* **GIVEN INSTRUCTION**
Reproduce every line of the listing below, including the request lines, and shift each coordinate pair by adding 41 to both its x and its y value.

-- START DATASET RECORDS --

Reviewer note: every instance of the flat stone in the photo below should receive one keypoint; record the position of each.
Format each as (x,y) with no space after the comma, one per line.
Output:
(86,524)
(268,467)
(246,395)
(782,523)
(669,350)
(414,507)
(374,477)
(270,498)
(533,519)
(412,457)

-- END DATASET RECORDS --

* **RESULT FOR THIS EXERCISE**
Reviewer note: every instance of the flat stone in the photo below should receive one keypoint; record the position of each.
Format each as (x,y) with no space after the comma, one per line.
Output:
(127,565)
(309,508)
(287,436)
(823,564)
(710,391)
(455,548)
(415,518)
(311,539)
(574,560)
(453,498)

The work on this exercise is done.